» Source extract:
# # # # # # #
Excavations at SG13. It is a large plaza group with at least three buildings on it. The plaza is about 25 m square overlooking Rio Blanco. It is a nice spot. The hilltop has been modified and the sides appear to have been faced with sandstone to give it the appearance of a much larger construction. This is very typical for Uxbenka, as all the major areas are on large hills that have been faced with sandstone to resemble the large pyramids built at other major Maya centers. There is one large building on the edge of the valley along the south edge of the plaza. It is completely dug up with four big looters holes on the top of the platform. There is a second large building off of the plaza on a small toe to the west. The sides of the building are still there but the inside of the platform has been completely dug out. Looters destroyed the two large buildings at the group, but there is a low platform that is still relatively intact. I set in a unit on the front and top of it to see how much has survived a millennium of trees and rodents. We also set in a 5-m grid and Adam is digging test pits to see what kinds of deposits are spread out across the plaza. So far it looks like there were at least two or three different plaza floors that were built on top of each other, so it is likely that the earliest material at the plaza group will date to the early part of the site’s occupation. I do not think there is much hope I will find any of it on the small structure I am excavating the unit on-it probably dates to the latest part of the site’s occupation when I assume the top plaza floor was built. There could be some early datable material below the plaza floors, so even if the unit on the structure yields nothing we could find some interesting information there anyway.
# # # # # # #
» Recorded data:
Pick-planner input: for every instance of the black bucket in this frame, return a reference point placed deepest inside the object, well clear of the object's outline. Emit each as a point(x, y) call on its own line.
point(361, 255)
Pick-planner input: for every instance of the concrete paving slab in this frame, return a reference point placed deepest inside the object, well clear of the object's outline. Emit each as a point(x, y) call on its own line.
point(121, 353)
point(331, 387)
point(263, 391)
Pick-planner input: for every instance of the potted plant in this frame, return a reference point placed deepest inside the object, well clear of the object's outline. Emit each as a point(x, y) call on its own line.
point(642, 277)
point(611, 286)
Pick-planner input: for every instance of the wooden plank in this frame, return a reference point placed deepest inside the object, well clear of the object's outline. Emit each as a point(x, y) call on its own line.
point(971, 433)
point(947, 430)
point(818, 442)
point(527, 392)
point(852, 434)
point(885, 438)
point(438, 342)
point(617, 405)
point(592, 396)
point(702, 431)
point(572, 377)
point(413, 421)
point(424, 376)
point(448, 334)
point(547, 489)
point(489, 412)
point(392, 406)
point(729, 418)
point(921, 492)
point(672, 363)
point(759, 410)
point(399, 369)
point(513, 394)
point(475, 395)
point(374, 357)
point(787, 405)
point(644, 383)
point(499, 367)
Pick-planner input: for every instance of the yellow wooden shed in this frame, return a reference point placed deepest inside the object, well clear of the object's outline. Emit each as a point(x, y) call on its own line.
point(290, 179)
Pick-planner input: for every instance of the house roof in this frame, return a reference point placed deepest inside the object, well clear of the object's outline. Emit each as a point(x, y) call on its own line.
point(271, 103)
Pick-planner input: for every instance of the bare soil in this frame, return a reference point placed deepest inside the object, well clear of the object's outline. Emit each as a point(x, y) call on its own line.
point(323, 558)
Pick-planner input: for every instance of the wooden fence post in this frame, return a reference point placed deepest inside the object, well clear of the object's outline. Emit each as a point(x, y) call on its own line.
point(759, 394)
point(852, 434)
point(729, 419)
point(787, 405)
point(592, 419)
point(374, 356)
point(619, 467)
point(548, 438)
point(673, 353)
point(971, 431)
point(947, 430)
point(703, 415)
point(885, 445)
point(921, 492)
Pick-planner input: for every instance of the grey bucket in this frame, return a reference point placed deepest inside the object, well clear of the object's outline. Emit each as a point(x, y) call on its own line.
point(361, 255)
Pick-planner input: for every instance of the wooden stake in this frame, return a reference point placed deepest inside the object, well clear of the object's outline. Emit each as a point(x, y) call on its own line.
# # # # # # #
According to the SG13 excavation notes, why were the sides of the modified hilltops at Uxbenka faced with sandstone? Answer in one to three sentences.

The sides were faced with sandstone to make the hilltop look like a much larger construction. At Uxbenka, all the major areas sit on large hills faced this way so that they resemble the large pyramids built at other major Maya centers.